*WHAT IS NEEDED*.
Could you copy the records below line for line, leaving out the pictures?

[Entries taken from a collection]

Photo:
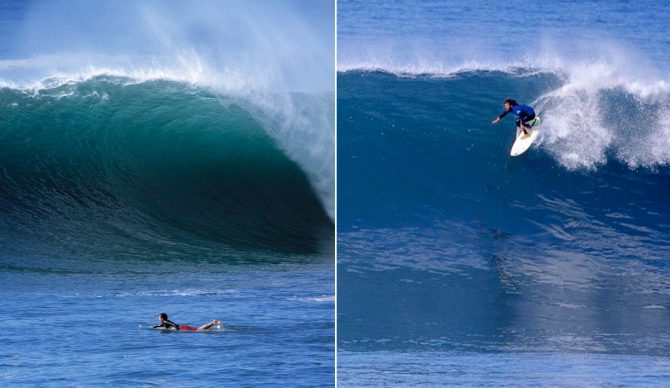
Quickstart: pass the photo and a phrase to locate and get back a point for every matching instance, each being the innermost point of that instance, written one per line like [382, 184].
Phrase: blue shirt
[522, 112]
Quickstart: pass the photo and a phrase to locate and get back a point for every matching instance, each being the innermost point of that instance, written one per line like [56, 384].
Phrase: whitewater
[166, 156]
[457, 263]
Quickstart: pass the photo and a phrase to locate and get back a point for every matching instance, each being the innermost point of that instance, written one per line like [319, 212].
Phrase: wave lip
[138, 164]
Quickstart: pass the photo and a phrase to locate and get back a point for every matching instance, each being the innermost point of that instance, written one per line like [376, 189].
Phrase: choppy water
[458, 264]
[152, 171]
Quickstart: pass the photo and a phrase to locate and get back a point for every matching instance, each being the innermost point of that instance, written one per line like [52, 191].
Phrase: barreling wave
[113, 165]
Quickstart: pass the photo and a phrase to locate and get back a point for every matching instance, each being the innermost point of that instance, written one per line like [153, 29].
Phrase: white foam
[260, 53]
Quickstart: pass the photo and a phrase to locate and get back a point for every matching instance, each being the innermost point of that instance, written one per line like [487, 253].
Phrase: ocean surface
[460, 265]
[169, 169]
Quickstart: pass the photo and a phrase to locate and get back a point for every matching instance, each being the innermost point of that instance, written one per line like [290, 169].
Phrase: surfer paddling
[524, 115]
[168, 324]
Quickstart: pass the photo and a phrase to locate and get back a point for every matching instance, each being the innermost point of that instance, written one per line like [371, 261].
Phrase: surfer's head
[509, 103]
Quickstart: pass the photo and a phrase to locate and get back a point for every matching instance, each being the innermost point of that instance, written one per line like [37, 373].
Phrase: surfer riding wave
[524, 115]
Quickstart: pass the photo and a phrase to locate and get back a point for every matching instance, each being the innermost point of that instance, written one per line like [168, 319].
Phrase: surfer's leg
[208, 325]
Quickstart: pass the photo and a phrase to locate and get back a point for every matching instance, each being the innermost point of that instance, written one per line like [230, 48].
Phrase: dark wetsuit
[167, 324]
[524, 114]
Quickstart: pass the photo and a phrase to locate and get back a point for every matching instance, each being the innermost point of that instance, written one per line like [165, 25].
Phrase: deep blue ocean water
[144, 168]
[458, 264]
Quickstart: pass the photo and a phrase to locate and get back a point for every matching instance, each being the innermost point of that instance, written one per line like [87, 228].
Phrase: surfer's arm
[500, 116]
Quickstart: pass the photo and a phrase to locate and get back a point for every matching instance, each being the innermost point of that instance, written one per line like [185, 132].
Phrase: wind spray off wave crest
[271, 56]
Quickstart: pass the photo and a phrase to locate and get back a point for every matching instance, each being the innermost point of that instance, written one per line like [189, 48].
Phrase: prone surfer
[168, 324]
[524, 115]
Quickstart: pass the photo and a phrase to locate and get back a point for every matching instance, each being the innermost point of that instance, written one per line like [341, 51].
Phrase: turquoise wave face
[107, 167]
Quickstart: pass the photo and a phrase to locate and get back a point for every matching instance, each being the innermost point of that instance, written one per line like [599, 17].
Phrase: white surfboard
[523, 142]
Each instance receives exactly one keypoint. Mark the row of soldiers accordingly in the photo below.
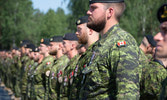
(100, 61)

*RIGHT ANSWER*.
Photo:
Quickstart: pass the photo and a phrase to locate and get back a point for every matching instance, each being the innermost point of that instance, written one per line like [382, 184].
Phrase: blue shirt
[522, 112]
Quickstart: pass the photo and a phrase to locate and get back a point for every matching instance, each being the innermost point of that instance, written one per line like [56, 384].
Phrase: whitewater
[166, 156]
[457, 263]
Quickstart: pass the photo and a phrase to locate and get back a point for every matching instance, each being the innermost point of that instance, written one per line like [319, 212].
Phrase: wave lip
[138, 164]
Quickstart: pass the photo and a phrase to locate and get back a point for every matching instance, each being the innermost point of that instance, written one per line like [376, 189].
Phrase: choppy water
[458, 264]
[152, 171]
Quickstart: pass the photo and a phrase to locate and get back a point for every matching instance, each being the innermost point of that instance, written one per line like [52, 191].
Phrase: barreling wave
[113, 165]
Quickstart: pass the photo and a phrase to locate and get back a point for every matching instance, each being the innermost point of that instance, written one per line like [153, 29].
Phrase: white foam
[260, 53]
Quickstart: pass the photo and a phrase to locate and get back a point for every matching instance, each being the innermost point of that instance, written one per line like [487, 253].
Phrase: ocean surface
[460, 265]
[169, 169]
Quickstart: pass the photo and a phrase to locate and get back a point for every matching instance, each being the innermost point of that instance, written one per line like [290, 169].
Phrase: surfer paddling
[524, 115]
[168, 324]
Quickstart: pass the photo and a phrase to locate and get back a point for every matching instance, each being the innermost point of that instance, written one per line like [371, 261].
Phrase: surfer's head
[509, 103]
Quickstart: pass the photo and a phrase to locate and get back a point for every matching instance, each being the innermost point of that instance, written one per line like [37, 373].
Phrase: surfer riding wave
[524, 115]
Quickstart: pass the photo and a phrase to locate and get back a point for every matching instance, each being the innermost point of that instance, written one per line like [168, 319].
Phrase: surfer's leg
[208, 325]
Quickstart: pass the photo and a phrase to locate and get back a point for every matching instance, each being the innermost point of that instance, written one per line like [230, 48].
Phrase: dark wetsuit
[167, 324]
[524, 114]
Quickstart: pass the photo and a phrase to locate and get back a point for every matching instance, each being the innermost point of that instance, written one per line like [165, 25].
Phrase: deep blue ocean water
[144, 168]
[458, 264]
Quickstart: pass the photo and a phrase to locate and get back a point for every matching instance, each being the innermost point of that instance, written one per line like [87, 228].
Phrase: surfer's arm
[500, 116]
Quickstart: pass the photo and a phrase to locate and get back a point for every matching instance, each being the innermost point of that instance, written one per line like [185, 132].
Phrase: wind spray off wave crest
[271, 56]
Quickstart: pass the photo and a phrase to locate and get back a point for every matching instance, each being the innermost point of that instance, written one per line like [189, 48].
Phrase: prone surfer
[168, 324]
[524, 115]
Quickstart: pass the photo and a phrase to locate and get back a point for every matching instance, each being the innermost point of that instance, written one per line like [341, 51].
Phrase: turquoise wave face
[107, 167]
Quickstart: pass the photo and a phrase to locate and get back a point for every matching instance, each being the innermost point of that instance, written one per line like [599, 17].
Phrase: white surfboard
[523, 142]
Each instance receives exactly one keypoint. Mark the row of soldiers accordingly in the photo below.
(100, 61)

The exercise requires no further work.